— BEGIN SELECTED PASSAGE —
Convert JSON Data into DataFrame Apache Spark

Question

I want to convert my json data into a dataframe to make it more manageable.

Command to get data into java

Dataset<Row> df = spark.read()
   .option("multiline",true)
   .option("mode", "PERMISSIVE")
   .json("hdfs://hd-master:9820/houseInformation.txt");

Data

{
 "House1": {
   "House_Id": "1",
   "Cover": "1.000",
   "HouseType": "bungalow",
   "Facing": "South",
   "Region": "YVR",
   "Ru": "1",
   "HVAC": [
     "FAGF",
     "FPG",
     "HP"
   ]
 },
 "House2" : {...},
 "House3" : {...},
}

If it's possible I would like to remove the key "House1" and then convert the rest of the data into a df. If not then it's fine too.

but ideally something like this is my desired output

HouseName  House_Id  Cover   HouseType Facing Region Ru HVAC
 House1       1     1.000     bungalow  South   YVR   1  []

Schema

root
 |-- House1: struct (nullable = true)
 |    |-- Cover: string (nullable = true)
 |    |-- Facing: string (nullable = true)
 |    |-- HVAC: array (nullable = true)
 |    |    |-- element: string (containsNull = true)
 |    |-- HouseType: string (nullable = true)
 |    |-- House_Id: string (nullable = true)
 |    |-- Region: string (nullable = true)
 |    |-- Ru: string (nullable = true)

Simply printing

df.select(functions.col("House1")).show(false);

Returns this

+----------------------------------------------------+
|House1                                              |
+----------------------------------------------------+
|[1.000, South, [FAGF, FPG, HP], bungalow, 1, YVR, 1]|
+----------------------------------------------------+

house column is of type struct, to see all columns of struct Try - df.select(functions.col("House1.*")).show(false); — s.polam
– s.polam, Commented Dec 16, 2020 at 5:12

sparker · Accepted Answer · 2020-12-16 14:42:36Z

4

Your input json file should be in jsonlines format (https://jsonlines.org/) whereas this is a single json document.
— END SELECTED PASSAGE —
— BEGIN SUPPLIED MATERIAL —
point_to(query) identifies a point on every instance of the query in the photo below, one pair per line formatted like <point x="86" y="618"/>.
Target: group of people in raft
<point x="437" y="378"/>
— END SUPPLIED MATERIAL —
=== OBJECTIVE 1 ===
Does each statement agree with the Spark JSON thread? Answer yes or no for each, and quote the words of the thread that decide it.
(a) The read command sets the mode option to PERMISSIVE.
(b) The schema lists Cover as an array.
(c) The accepted answer says the input file is already in jsonlines format.
=== OBJECTIVE 2 ===
Answer these from the Spark JSON thread:
(a) What port number appears in the HDFS path of the read command?
(b) What is the value of "Facing" for House1 in the data?
(c) What select call does the commenter suggest for seeing all columns of the struct?
Use only the Spark JSON thread to answer, not the listing.

=== CORRECT RESPONSE 1 ===
(a) Yes: ".option("mode", "PERMISSIVE")"
(b) No: "Cover: string (nullable = true)"
(c) No: "Your input json file should be in jsonlines format (https://jsonlines.org/) whereas this is a single json document."

=== CORRECT RESPONSE 2 ===
(a) 9820
(b) South
(c) df.select(functions.col("House1.*")).show(false);